Copy these rows again with "wading bird" swapped for "shorebird" everywhere and nothing else altered, leaving the pictures out of your copy.

# start of Entries

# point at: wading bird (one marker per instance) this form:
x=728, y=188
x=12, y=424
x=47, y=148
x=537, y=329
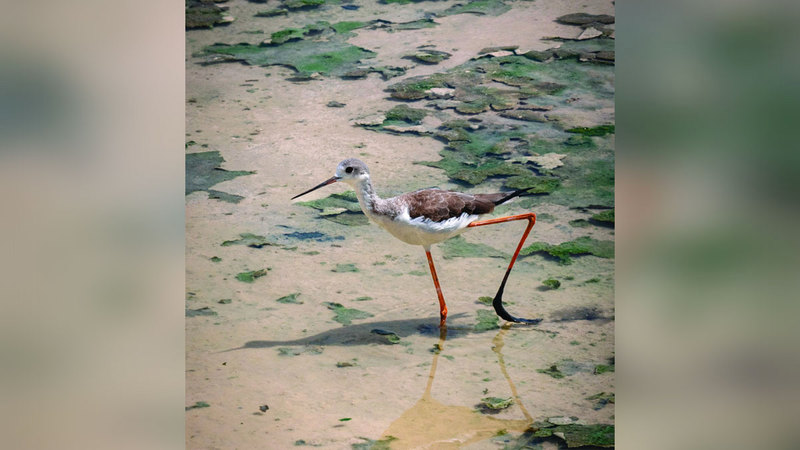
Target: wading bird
x=428, y=216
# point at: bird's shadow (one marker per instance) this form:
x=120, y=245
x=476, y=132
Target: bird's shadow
x=372, y=333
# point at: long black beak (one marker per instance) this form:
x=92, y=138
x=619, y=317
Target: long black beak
x=330, y=180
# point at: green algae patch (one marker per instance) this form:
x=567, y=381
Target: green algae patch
x=342, y=208
x=205, y=14
x=294, y=48
x=479, y=7
x=250, y=240
x=198, y=405
x=601, y=130
x=204, y=311
x=428, y=56
x=249, y=277
x=601, y=399
x=344, y=315
x=303, y=4
x=566, y=250
x=350, y=267
x=485, y=300
x=404, y=113
x=536, y=111
x=604, y=217
x=496, y=403
x=290, y=299
x=487, y=320
x=369, y=444
x=551, y=283
x=553, y=371
x=458, y=247
x=576, y=435
x=203, y=171
x=348, y=26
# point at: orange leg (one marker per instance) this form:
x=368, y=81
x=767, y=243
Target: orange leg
x=442, y=305
x=498, y=298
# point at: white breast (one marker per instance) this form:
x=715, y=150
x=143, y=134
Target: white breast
x=422, y=231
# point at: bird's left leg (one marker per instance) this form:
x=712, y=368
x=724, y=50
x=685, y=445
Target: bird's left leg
x=498, y=298
x=442, y=305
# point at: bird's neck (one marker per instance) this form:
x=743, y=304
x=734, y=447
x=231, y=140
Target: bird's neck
x=367, y=197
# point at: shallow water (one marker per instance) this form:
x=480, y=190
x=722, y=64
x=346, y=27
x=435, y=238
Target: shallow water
x=333, y=385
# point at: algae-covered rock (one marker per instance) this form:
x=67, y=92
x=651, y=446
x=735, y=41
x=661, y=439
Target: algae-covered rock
x=344, y=315
x=205, y=14
x=458, y=247
x=250, y=240
x=580, y=246
x=584, y=18
x=249, y=277
x=293, y=48
x=290, y=299
x=496, y=403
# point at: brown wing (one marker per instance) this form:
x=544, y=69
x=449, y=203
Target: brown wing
x=439, y=205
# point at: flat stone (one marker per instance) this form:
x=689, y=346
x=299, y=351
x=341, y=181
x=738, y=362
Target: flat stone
x=589, y=33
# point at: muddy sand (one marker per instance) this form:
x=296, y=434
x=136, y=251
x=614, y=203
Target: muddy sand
x=336, y=343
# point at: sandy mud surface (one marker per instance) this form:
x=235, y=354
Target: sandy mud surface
x=307, y=331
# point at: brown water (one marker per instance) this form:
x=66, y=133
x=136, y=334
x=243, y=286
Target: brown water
x=257, y=351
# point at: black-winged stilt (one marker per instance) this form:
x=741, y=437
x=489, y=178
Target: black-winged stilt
x=428, y=216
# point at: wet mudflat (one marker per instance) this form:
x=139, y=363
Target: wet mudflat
x=307, y=326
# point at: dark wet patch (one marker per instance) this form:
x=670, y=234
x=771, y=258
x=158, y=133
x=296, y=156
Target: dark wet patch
x=342, y=208
x=198, y=405
x=204, y=311
x=487, y=320
x=585, y=19
x=579, y=313
x=566, y=250
x=479, y=7
x=250, y=240
x=390, y=336
x=344, y=315
x=428, y=56
x=565, y=368
x=600, y=130
x=205, y=14
x=249, y=277
x=203, y=171
x=294, y=351
x=291, y=299
x=458, y=247
x=573, y=435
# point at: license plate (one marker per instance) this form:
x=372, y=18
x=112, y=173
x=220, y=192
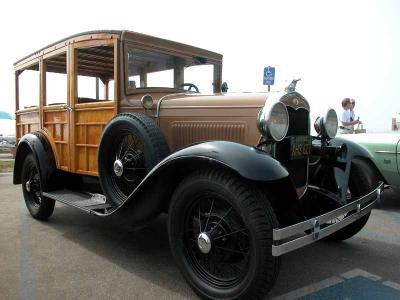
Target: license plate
x=300, y=146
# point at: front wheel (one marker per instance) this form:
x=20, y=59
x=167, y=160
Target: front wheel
x=220, y=234
x=39, y=207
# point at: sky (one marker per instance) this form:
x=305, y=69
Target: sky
x=338, y=48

# end of Entries

:: Answer to this exercise ::
# point at: shorebird (one marker per instance) this form:
x=728, y=188
x=12, y=424
x=47, y=148
x=537, y=329
Target: shorebird
x=428, y=216
# point at: bird's shadow (one marker per instance) this form:
x=120, y=245
x=476, y=132
Target: bird's shadow
x=372, y=333
# point at: long black beak (one marker per instance) this form:
x=92, y=138
x=619, y=317
Target: long black beak
x=330, y=180
# point at: green algae patch (one marker per instance) this form:
x=567, y=381
Target: green algae patch
x=342, y=208
x=205, y=14
x=294, y=48
x=479, y=7
x=250, y=240
x=198, y=405
x=601, y=130
x=204, y=311
x=428, y=56
x=249, y=277
x=601, y=399
x=344, y=315
x=303, y=4
x=566, y=250
x=350, y=267
x=485, y=300
x=404, y=113
x=536, y=111
x=604, y=217
x=496, y=403
x=290, y=299
x=487, y=320
x=369, y=444
x=551, y=283
x=553, y=371
x=458, y=247
x=576, y=435
x=203, y=171
x=348, y=26
# point at: orange leg (one marker per instance) this form:
x=368, y=81
x=767, y=243
Target: orange leg
x=442, y=305
x=498, y=298
# point at: white breast (one marker per instance) this form:
x=715, y=150
x=143, y=134
Target: white breast
x=422, y=231
# point at: bird's left leg (one marker per instance) this form:
x=712, y=368
x=724, y=50
x=685, y=445
Target: bird's left leg
x=498, y=298
x=442, y=305
# point at: bird's neck (one marker per instance) this form:
x=743, y=304
x=734, y=447
x=231, y=140
Target: bird's neck
x=367, y=197
# point at: shallow water (one marker per instance) this form:
x=480, y=190
x=722, y=64
x=346, y=27
x=435, y=238
Target: shallow water
x=333, y=385
# point at: algae-covered rock (one marker per instance) this form:
x=67, y=92
x=651, y=446
x=735, y=41
x=661, y=439
Target: algae-covered rock
x=344, y=315
x=205, y=14
x=458, y=247
x=250, y=240
x=580, y=246
x=584, y=18
x=249, y=277
x=293, y=48
x=290, y=299
x=496, y=403
# point at: brown wing (one marker per instance) this form:
x=544, y=69
x=449, y=203
Target: brown wing
x=439, y=205
# point at: flat stone (one marker per instance) this form:
x=689, y=346
x=299, y=351
x=341, y=181
x=738, y=362
Target: flat stone
x=589, y=33
# point at: muddy sand (one marker per instance) this form:
x=296, y=434
x=136, y=251
x=614, y=203
Target: muddy sand
x=336, y=343
# point at: sandy mud surface (one marker per instance) this form:
x=235, y=354
Target: sandy mud surface
x=307, y=331
# point at: brown water (one marker per instance) this form:
x=66, y=133
x=136, y=334
x=243, y=286
Target: brown water
x=257, y=351
# point at: black-winged stilt (one marker per instance) this form:
x=741, y=437
x=489, y=178
Target: black-winged stilt
x=428, y=216
# point at: wet mudflat (one marker per instance) this form:
x=139, y=363
Target: wet mudflat
x=307, y=326
# point at: dark wet patch (one marker per instance) this form:
x=670, y=234
x=771, y=258
x=158, y=133
x=296, y=156
Target: dark wet patch
x=342, y=208
x=198, y=405
x=204, y=311
x=487, y=320
x=585, y=19
x=579, y=313
x=566, y=250
x=479, y=7
x=250, y=240
x=390, y=336
x=344, y=315
x=428, y=56
x=565, y=368
x=600, y=130
x=205, y=14
x=249, y=277
x=203, y=171
x=294, y=351
x=291, y=299
x=458, y=247
x=573, y=435
# point at: license plate (one marker per instance) this form:
x=372, y=18
x=112, y=173
x=220, y=192
Target: license plate
x=300, y=146
# point at: front wheel (one marker per instance) this form:
x=20, y=59
x=167, y=160
Target: front wheel
x=220, y=234
x=39, y=207
# point at: sky (one marker per instance) this form:
x=305, y=69
Target: sky
x=338, y=48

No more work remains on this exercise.